(Source data)
⟨
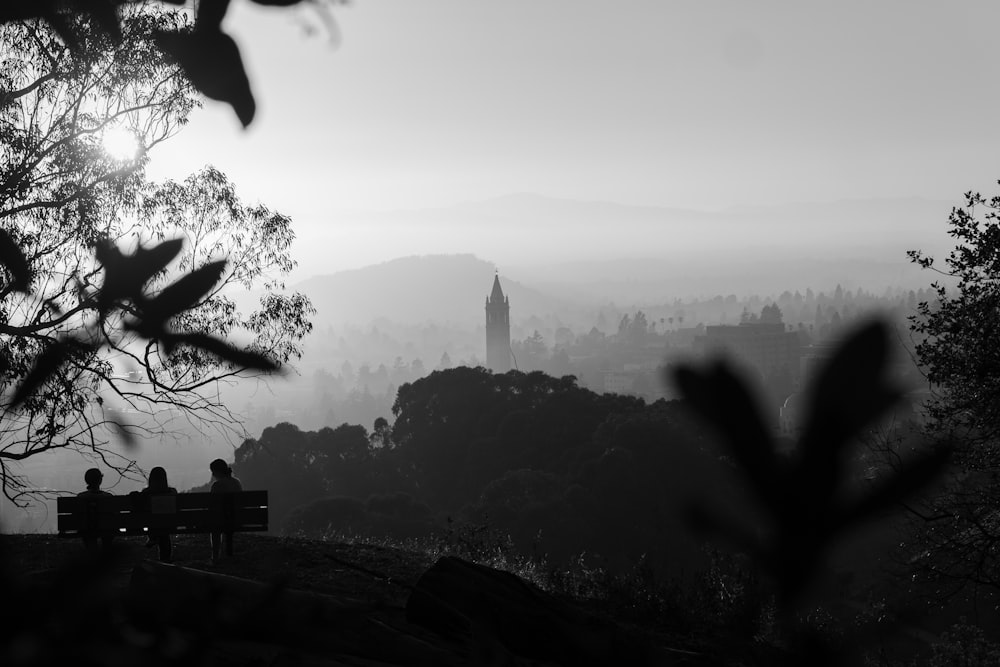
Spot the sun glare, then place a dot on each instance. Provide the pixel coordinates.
(121, 144)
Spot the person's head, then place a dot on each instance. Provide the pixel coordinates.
(93, 477)
(220, 468)
(158, 478)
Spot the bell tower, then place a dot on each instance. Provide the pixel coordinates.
(497, 329)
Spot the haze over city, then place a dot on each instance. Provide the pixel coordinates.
(407, 115)
(572, 332)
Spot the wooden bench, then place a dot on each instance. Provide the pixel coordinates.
(184, 513)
⟩
**WHAT THIS TASK INVOLVES**
From the line containing "Spot the haze" through the last line of the entries above, print each line exactly as it stands.

**EXERCISE OUTPUT**
Spot the haze over city, then place a dot on each instance. Provide the pixel coordinates.
(407, 115)
(572, 332)
Spot the wooden bench, then place a dot on each instance. Provide the pixel coordinates.
(184, 513)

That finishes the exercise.